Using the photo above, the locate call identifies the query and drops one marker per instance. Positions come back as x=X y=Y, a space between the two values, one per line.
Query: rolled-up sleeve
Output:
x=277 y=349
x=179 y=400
==
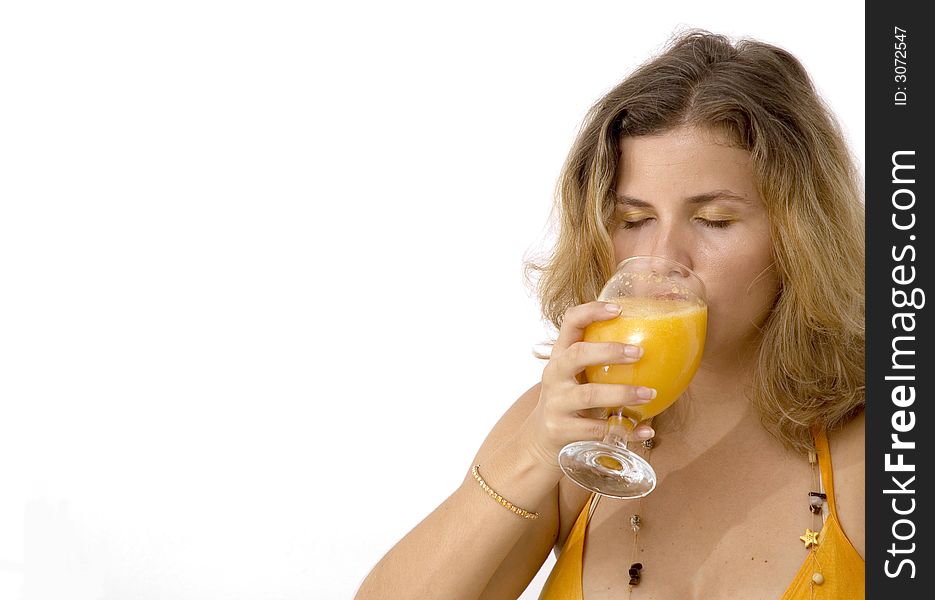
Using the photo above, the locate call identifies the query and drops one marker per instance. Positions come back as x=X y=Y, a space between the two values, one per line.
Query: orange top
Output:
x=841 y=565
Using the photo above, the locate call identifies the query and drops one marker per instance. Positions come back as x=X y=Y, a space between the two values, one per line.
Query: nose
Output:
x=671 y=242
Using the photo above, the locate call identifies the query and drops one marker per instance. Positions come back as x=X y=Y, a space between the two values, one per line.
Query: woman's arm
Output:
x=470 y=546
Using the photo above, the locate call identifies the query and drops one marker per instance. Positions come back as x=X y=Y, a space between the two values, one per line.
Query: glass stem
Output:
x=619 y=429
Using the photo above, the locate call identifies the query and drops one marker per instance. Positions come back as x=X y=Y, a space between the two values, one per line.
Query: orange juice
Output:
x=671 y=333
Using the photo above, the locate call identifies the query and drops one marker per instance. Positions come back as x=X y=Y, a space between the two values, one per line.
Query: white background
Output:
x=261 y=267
---
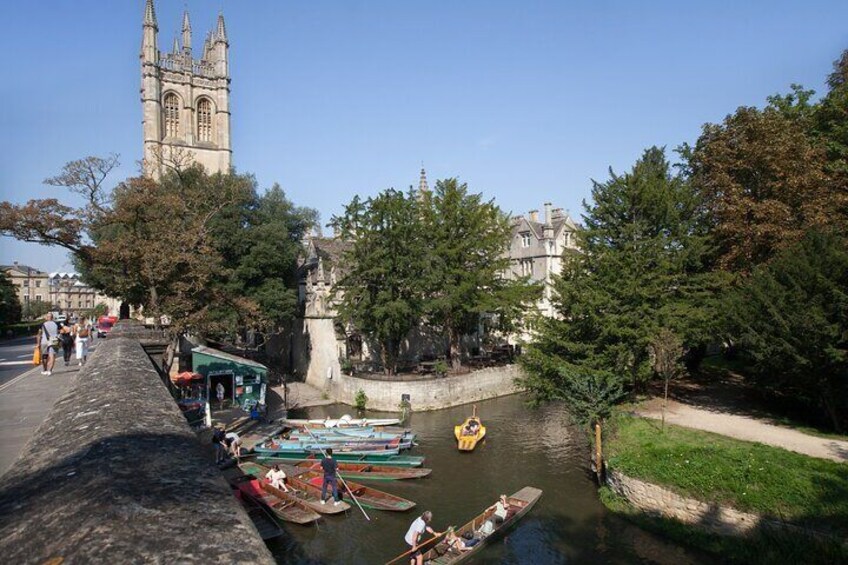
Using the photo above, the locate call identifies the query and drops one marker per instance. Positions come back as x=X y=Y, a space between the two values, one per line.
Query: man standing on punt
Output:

§ Task objective:
Filter the material above and copy each line that contains the string "orange", matching case exactly.

§ Response for this exercise:
Query: orange top
Query: orange juice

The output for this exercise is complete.